--- Text block Enclosed Below ---
Dermatowhat? That’s pretty much the exact response I get when someone asks me about my health issues, and I tell them I have Dermatomyositis (DM). I don’t expect anyone to know what it is because it is a pretty rare disease. When I was first diagnosed in April 2008 by a dermatologist, he took one look at my hands (see below!) and immediately referred me to a rheumatologist. My only impressions of rheumatologists up until then were based on visions in my head of old people with chronic joint pain and arthritis. I was 35 then. Were my impressions that far off? And could I ever have guessed that nearly 3 years later, I’d be mostly housebound, except for visits to my rheumatologist, walking with assistance from a cane??


So lets go back to the beginning…what happened in 2008?

Well, like most of us, lots of life stuff was happening in 2008, personally and professionally. There was my day job as Environmental Scientist and a certain huge and high profile workshop I was helping to plan in April; my other full time job as singer/songwriter, performer and recording artist; and then there was planning for my May wedding (I was marrying Dave, my bass player), combined cd release and wedding reception; and the June-July Northwest tour with Santa Cruz-based singer/songwriter Rob Owen, to promote Aoede’s newest CD Push and Pull, which would be released in May 2008. It wasn’t that unusual for me to have so many balls in the air, but it kept me on go-go-go mode like an energizer bunny rabbit until I finally just ran out of go juice…

Ironically, it was before all of these events, just before the big workshop and just a few weeks before the wedding, that I noticed I had a rash on both hands-really red nail beds, knuckles and cuticles that were really painful to the touch. I recall simple things like reaching in to pull things out of my backpack or washing dishes causing pain; heat seemed to aggravate it. I’d spend most nights with “hot hand” and at times itchy. But it was livable. Mostly I was just self conscious and hid my hands a lot.
--- End of Enclosed Text block ---
--- Source information Enclosed Below ---
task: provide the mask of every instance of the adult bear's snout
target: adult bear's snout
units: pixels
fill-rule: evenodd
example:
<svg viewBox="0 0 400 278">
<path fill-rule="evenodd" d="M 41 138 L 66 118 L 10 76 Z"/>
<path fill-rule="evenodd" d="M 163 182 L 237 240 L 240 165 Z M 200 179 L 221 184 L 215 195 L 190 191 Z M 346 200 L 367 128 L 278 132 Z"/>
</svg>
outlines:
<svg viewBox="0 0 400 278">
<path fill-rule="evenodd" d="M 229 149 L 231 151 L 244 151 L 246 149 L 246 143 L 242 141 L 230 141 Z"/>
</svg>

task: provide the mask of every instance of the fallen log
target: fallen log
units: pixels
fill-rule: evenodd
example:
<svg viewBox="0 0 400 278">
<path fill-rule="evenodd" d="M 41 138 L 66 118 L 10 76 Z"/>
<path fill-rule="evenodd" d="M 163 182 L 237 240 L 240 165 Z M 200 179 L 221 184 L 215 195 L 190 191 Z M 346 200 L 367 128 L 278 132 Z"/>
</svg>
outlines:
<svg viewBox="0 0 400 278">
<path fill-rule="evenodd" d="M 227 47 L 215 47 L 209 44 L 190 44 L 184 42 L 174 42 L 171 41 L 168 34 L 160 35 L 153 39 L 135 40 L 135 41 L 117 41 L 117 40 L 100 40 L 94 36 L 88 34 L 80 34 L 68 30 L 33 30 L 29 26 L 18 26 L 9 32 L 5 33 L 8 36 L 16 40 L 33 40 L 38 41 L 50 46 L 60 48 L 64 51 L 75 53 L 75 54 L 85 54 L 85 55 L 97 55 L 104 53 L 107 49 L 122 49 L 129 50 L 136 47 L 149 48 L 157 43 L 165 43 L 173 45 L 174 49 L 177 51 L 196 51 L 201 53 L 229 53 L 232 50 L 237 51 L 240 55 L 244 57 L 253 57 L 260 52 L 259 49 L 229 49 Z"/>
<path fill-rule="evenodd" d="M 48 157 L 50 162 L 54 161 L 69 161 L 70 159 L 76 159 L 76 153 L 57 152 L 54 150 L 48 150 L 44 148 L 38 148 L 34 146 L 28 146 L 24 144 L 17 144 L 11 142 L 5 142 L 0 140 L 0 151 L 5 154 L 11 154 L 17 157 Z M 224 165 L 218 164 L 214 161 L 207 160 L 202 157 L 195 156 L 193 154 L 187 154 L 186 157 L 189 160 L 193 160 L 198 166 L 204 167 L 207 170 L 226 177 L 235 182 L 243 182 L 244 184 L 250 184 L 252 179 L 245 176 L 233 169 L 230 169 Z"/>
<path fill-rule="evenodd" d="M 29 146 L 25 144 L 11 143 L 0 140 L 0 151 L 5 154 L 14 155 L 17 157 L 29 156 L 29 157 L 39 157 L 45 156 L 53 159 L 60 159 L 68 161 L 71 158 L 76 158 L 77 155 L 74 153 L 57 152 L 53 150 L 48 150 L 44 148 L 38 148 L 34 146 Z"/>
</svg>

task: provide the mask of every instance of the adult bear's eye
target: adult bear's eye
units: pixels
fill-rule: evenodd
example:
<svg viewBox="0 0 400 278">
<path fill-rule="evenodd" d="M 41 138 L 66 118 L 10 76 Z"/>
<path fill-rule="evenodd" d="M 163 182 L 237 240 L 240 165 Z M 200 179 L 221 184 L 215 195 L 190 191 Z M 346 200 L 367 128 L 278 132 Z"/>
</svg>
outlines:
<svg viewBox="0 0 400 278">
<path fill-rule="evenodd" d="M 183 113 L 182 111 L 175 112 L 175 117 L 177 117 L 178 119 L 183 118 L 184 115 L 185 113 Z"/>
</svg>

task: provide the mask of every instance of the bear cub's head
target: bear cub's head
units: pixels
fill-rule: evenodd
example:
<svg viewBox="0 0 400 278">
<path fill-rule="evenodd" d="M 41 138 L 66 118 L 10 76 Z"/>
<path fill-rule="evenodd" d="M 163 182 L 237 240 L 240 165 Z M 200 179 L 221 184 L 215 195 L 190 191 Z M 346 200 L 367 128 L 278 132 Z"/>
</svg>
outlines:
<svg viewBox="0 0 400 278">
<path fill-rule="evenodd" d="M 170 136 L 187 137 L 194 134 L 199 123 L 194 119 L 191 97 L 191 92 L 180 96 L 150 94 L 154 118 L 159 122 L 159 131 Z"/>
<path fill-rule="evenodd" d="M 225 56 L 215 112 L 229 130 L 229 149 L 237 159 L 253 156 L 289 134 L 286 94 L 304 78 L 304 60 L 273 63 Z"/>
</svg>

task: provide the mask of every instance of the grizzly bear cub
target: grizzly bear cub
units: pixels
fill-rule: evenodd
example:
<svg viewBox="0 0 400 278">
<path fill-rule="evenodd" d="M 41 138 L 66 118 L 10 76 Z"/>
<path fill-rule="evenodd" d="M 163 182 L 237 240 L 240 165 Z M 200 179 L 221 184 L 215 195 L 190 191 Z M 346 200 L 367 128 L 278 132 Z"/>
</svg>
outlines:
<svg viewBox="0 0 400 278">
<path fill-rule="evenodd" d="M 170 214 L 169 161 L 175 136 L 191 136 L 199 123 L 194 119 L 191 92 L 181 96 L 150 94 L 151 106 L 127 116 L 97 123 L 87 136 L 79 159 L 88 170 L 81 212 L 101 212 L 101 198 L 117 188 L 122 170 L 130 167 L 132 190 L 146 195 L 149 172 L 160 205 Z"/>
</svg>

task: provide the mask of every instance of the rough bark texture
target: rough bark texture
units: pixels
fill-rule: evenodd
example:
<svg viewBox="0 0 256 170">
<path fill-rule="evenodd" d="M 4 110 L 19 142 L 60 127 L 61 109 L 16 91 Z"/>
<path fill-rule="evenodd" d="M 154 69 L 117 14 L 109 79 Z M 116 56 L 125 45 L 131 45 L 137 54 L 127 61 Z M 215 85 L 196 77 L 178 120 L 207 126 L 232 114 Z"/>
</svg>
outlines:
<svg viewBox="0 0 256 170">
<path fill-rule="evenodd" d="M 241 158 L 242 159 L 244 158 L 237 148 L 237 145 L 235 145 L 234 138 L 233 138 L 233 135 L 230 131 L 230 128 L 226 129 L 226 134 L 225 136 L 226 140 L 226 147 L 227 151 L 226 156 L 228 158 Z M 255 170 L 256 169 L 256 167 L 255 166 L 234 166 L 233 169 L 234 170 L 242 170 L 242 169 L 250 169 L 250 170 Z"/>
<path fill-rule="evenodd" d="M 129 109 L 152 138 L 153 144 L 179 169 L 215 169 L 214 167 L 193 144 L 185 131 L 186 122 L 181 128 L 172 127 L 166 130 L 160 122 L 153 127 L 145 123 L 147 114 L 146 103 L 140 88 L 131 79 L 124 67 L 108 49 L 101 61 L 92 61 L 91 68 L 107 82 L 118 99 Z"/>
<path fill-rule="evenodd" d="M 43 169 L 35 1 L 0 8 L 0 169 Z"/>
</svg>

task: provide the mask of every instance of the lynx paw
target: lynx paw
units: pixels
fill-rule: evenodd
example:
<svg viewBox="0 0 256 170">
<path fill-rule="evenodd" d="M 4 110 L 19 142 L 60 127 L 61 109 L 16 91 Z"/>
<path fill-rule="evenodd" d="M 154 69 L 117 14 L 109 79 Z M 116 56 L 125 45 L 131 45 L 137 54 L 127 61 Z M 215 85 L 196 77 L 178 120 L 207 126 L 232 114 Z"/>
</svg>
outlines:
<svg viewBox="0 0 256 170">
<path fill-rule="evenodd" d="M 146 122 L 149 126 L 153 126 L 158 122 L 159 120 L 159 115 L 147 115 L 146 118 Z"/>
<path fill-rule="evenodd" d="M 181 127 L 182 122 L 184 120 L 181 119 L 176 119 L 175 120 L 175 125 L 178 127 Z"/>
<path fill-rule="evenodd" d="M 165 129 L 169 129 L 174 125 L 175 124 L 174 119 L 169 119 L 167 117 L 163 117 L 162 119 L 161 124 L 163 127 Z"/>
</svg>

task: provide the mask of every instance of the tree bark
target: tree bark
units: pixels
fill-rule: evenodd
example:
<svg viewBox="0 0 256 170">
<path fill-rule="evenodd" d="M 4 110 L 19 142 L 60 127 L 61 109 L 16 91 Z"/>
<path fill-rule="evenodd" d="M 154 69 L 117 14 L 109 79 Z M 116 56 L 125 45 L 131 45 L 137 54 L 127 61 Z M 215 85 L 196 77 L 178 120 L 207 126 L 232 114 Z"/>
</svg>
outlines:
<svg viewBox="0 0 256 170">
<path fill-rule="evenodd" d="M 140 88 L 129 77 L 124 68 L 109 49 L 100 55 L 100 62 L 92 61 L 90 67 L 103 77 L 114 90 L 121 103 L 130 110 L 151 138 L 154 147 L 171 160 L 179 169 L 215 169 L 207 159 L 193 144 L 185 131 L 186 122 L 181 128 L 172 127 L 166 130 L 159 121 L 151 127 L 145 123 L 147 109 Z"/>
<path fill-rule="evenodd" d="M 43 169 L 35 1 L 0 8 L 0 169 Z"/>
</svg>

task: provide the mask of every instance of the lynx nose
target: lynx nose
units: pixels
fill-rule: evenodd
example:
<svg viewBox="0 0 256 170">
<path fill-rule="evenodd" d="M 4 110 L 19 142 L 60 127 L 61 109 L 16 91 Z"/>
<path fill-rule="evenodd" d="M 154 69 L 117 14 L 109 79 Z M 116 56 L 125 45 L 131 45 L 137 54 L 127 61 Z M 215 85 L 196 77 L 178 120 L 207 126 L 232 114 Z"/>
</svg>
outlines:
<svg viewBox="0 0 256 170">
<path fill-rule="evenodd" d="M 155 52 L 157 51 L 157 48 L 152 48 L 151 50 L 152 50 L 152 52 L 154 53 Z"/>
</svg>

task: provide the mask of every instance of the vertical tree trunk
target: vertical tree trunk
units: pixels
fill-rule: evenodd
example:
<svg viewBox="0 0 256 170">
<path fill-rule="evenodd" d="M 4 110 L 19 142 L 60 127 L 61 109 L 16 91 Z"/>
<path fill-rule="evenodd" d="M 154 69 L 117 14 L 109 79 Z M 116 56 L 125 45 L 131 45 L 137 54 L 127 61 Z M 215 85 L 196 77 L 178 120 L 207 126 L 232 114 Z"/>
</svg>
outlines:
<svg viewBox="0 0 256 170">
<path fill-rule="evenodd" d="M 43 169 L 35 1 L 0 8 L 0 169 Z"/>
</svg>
--- End of Enclosed Source information ---
§ **Problems to work on**:
(1) Rewrite the dermatomyositis account between "Ironically, it was" and "hands a lot.", inclusive, putting "bag" in place of "backpack".
(2) Carry the dermatomyositis account forward from its final sentence.

§ **Answers to this exercise**:
(1)
Ironically, it was before all of these events, just before the big workshop and just a few weeks before the wedding, that I noticed I had a rash on both hands-really red nail beds, knuckles and cuticles that were really painful to the touch. I recall simple things like reaching in to pull things out of my bag or washing dishes causing pain; heat seemed to aggravate it. I’d spend most nights with “hot hand” and at times itchy. But it was livable. Mostly I was just self conscious and hid my hands a lot.

(2)
I was also working on some new Aoede merch in April 2008-handmade pop rock boxes-so I surmised maybe something I was working with-stickers or paint perhaps-irritated my skin. So when my hands started showing a really red rash, I went to the dermatologist thinking he would prescribe a cortizone cream for what was probably contact dermatitis-or eczema or something I’ve had in the past and could easily cure… Or maybe it was just all the stress of the myriad upcoming activities in my life, I had hoped??